課題: 以下に掲げるロシアの年金問題に関する文章のうち、「プーチンは、エコノミスト誌の」から「ここ数日は小康を取り戻した。」に至るまでの部分を、一字一句違えずに書き写してください。

引用文:
******

プーチンは、エコノミスト誌の表現を借りれば<悪い側近に失望した良き皇帝>を演じ『政府・地方自治体は決めたとおりに年金支給を行っていない』。と通達の不徹底を断罪した。ゆくゆくは、ことしから実施される知事の中央任命制を正当化する好材料に利用できる。

●緊急対策で小康
抗議におそれをなして「特恵」措置を延長した自治体をプーチンが賞賛,他の地方も見習うよう奨励したため、それですむならと多くの自治体が特恵を復活し,ここ数日は小康を取り戻した。

ロシアではチェチェン、ベスラン,ユコス、ウクライナなど国をゆるがす由々しい問題があってもプーチンは国民を気にしないでよい。だが庶民の財布を疎かにすると大ゴトだ。基本年金を現行一ヶ月100ルーブルを近く240ルーブルに倍強増すると約束。微々たるものでもこれは第一弾という。基本年金だけしかない者は上乗せ支給があるのだろうか,1000円でひと月?いくらなんでもまさか・・

先週末、クドリン財務相は実施の不備を認めた上で900ルーブル(3500円)までアップする新計画を表明した。

******

記録データ:

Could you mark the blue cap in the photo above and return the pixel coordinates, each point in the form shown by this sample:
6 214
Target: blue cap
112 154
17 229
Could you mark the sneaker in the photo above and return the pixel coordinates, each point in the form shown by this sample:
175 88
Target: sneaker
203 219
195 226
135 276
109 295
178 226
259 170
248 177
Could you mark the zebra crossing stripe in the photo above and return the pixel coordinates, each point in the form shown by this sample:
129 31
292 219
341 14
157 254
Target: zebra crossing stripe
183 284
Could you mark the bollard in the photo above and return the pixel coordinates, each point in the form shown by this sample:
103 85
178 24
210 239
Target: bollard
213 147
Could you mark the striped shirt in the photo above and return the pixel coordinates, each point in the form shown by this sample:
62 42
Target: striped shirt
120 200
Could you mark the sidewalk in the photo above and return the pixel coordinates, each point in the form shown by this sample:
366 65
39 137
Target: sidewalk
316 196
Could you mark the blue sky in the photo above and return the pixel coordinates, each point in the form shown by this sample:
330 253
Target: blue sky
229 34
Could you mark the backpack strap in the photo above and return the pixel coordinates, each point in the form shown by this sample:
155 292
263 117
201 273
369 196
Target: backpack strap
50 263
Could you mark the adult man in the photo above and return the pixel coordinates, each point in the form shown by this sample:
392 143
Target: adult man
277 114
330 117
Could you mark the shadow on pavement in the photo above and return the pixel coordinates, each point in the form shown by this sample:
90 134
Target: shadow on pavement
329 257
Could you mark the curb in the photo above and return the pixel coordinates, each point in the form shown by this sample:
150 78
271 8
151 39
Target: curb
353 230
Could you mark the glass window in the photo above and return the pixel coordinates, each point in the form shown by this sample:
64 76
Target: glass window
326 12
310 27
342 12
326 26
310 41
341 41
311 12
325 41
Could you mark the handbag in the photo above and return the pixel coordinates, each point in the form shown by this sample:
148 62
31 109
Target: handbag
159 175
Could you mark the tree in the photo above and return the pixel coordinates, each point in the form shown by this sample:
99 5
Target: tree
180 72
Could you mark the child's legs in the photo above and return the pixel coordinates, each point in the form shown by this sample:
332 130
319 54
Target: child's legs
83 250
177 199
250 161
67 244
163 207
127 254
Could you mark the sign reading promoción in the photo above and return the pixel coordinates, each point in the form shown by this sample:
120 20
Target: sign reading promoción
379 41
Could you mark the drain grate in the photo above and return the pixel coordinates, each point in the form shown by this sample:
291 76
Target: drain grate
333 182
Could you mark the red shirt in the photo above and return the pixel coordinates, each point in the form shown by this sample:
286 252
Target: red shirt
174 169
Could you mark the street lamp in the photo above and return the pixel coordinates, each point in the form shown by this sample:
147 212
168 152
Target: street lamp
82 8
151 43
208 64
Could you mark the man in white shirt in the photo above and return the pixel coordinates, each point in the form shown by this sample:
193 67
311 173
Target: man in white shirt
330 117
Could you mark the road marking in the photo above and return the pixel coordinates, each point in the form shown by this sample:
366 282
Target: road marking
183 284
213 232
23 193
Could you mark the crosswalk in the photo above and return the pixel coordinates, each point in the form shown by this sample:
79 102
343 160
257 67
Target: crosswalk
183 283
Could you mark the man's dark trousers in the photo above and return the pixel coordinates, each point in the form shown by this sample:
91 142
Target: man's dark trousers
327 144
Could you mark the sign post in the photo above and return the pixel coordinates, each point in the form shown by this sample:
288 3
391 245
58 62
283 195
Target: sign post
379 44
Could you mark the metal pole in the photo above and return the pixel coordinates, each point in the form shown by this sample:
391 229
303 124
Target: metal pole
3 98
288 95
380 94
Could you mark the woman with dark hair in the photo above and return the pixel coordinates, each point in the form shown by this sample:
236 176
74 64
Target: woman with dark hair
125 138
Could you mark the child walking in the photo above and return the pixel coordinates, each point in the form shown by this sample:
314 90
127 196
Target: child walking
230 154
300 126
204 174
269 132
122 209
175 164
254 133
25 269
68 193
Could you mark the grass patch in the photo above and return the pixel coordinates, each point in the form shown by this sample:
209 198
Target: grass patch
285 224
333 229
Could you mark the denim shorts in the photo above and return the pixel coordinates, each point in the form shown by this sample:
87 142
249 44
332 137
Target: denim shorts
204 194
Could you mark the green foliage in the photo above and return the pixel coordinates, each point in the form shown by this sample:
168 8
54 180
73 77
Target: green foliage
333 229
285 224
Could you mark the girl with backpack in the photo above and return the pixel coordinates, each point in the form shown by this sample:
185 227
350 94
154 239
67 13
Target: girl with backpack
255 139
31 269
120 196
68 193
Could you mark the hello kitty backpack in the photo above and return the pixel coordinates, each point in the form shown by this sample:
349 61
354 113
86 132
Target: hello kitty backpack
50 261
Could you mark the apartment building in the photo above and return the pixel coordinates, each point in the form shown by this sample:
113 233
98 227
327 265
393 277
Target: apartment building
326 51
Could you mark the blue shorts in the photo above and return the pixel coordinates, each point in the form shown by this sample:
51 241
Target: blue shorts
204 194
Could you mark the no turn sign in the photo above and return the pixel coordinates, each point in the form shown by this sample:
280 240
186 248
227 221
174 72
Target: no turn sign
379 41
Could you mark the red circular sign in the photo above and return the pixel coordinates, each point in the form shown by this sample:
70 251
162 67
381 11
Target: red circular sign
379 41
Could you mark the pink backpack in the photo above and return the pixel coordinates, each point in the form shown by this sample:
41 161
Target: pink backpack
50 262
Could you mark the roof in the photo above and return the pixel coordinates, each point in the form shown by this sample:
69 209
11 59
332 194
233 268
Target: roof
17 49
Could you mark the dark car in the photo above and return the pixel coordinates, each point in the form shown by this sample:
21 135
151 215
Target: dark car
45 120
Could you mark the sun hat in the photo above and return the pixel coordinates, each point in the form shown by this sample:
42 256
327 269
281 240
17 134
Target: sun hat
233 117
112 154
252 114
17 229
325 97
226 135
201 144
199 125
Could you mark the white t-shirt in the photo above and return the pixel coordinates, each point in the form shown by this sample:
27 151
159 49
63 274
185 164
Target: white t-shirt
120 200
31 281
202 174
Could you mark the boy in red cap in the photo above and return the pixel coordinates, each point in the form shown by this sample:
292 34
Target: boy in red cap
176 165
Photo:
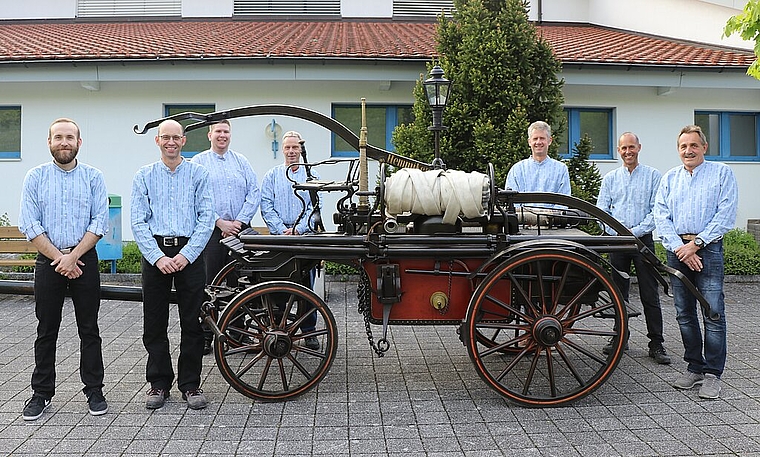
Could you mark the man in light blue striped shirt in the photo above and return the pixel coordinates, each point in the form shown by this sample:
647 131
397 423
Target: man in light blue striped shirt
64 212
280 208
235 190
172 219
695 206
539 172
627 194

******

解答:
プーチンは、エコノミスト誌の表現を借りれば<悪い側近に失望した良き皇帝>を演じ『政府・地方自治体は決めたとおりに年金支給を行っていない』。と通達の不徹底を断罪した。ゆくゆくは、ことしから実施される知事の中央任命制を正当化する好材料に利用できる。

●緊急対策で小康
抗議におそれをなして「特恵」措置を延長した自治体をプーチンが賞賛,他の地方も見習うよう奨励したため、それですむならと多くの自治体が特恵を復活し,ここ数日は小康を取り戻した。